WHAT TO WORK ON — Copy every line of the data below word for word, in the same order.
++++++
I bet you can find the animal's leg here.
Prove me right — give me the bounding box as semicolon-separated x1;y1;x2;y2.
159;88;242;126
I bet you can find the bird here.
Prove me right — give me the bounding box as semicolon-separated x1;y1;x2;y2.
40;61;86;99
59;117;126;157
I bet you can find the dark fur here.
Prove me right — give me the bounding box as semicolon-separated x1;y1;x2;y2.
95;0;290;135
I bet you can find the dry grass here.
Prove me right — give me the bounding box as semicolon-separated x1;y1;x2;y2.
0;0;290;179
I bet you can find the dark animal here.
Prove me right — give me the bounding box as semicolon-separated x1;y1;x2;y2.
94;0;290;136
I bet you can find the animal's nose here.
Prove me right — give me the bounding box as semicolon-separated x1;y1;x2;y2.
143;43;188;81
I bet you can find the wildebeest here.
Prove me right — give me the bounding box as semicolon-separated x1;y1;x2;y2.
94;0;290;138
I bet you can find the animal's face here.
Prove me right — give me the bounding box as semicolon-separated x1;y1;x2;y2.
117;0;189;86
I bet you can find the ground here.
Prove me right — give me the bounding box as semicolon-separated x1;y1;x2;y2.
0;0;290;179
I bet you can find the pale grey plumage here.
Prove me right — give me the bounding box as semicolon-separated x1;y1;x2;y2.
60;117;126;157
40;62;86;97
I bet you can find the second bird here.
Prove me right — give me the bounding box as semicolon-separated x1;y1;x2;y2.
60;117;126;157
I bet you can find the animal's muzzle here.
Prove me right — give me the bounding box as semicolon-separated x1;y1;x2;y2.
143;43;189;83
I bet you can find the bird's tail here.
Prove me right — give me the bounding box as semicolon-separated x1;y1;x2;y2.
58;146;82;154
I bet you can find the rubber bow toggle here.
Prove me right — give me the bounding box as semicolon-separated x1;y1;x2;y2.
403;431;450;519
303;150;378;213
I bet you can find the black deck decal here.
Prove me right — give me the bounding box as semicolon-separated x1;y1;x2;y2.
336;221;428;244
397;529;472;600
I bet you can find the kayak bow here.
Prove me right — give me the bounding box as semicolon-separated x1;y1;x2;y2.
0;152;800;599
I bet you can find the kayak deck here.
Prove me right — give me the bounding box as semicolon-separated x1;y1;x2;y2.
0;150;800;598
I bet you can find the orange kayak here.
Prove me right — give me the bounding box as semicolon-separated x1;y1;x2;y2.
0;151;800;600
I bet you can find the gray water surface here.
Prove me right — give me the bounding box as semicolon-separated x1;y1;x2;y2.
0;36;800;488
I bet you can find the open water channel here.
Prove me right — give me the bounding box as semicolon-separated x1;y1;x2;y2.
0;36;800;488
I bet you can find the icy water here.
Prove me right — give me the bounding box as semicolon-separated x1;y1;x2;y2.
++++++
COMPLETE ANSWER —
I bet you can find the animal's leg here.
Prove me right — give me the bounding box as semicolon-separated x1;y1;x2;y2.
159;88;242;126
I bet you can find the bird here.
Prove me right — give me the bounding box as semicolon-separated x1;y1;x2;y2.
40;61;86;99
59;117;126;157
I bet you can find the dark fur here.
Prove me right — give me the bounding box as semicolon-separated x1;y1;x2;y2.
95;0;290;135
I bet you can find the dry grass here.
Prove me right — give me the bounding box as semicolon-separated x1;y1;x2;y2.
0;0;290;179
I bet you can find the dark animal here.
Prove me right — give me the bounding box as semicolon-separated x1;y1;x2;y2.
94;0;290;136
I bet you can find the animal's nose here.
Prove me right — give me the bounding box as semicolon-separated x1;y1;x2;y2.
143;43;188;81
I bet you can find the wildebeest here.
Prove me right — give me the bounding box as semicolon-separated x1;y1;x2;y2.
94;0;290;138
I bet you can find the animal's face here.
Prove me right — give me the bounding box as semicolon-separated x1;y1;x2;y2.
117;0;189;86
I bet you can find the ground here.
Prove me right — give me the bounding box as semicolon-separated x1;y1;x2;y2.
0;0;290;179
I bet you can find the pale grey plumage here.
Prove me right — give me the bounding box as semicolon-separated x1;y1;x2;y2.
60;117;126;157
40;62;86;97
I bet you can find the second bird here.
Prove me right — give me the bounding box as semicolon-separated x1;y1;x2;y2.
60;117;126;157
I bet you can find the animal's muzzle here.
Prove me right — give me the bounding box as semicolon-separated x1;y1;x2;y2.
143;43;189;83
I bet you can find the bird's tail here.
Prove me right — give me the bounding box as semicolon-separated x1;y1;x2;y2.
58;146;82;154
I bet you can find the rubber bow toggle here.
Prove me right — give me the bounding box as semicolon-separated x1;y1;x2;y2.
403;431;450;519
303;150;378;213
I bet you can find the black deck decal here.
Prove me right — give me the bounding box as semicolon-separated x1;y1;x2;y2.
336;221;428;244
397;529;472;600
I bet you can find the kayak bow here.
Prove me right — give me the bounding box as semicolon-separated x1;y1;x2;y2.
0;152;800;599
I bet you can find the kayak deck here.
Prove me right — give me the bounding box as semicolon-separated x1;y1;x2;y2.
0;150;800;598
I bet you can find the orange kayak here.
Prove me right — give me the bounding box as semicolon-separated x1;y1;x2;y2.
0;151;800;600
I bet you can find the gray water surface here.
Prove me right — give me the bounding box as semicolon-separated x1;y1;x2;y2.
0;36;800;488
I bet you can find the open water channel here.
Prove me right — give me the bounding box as semicolon-separated x1;y1;x2;y2.
0;36;800;488
I bet you can find the icy water here.
Prove me right — give me the bounding box as semicolon-separated x1;y1;x2;y2.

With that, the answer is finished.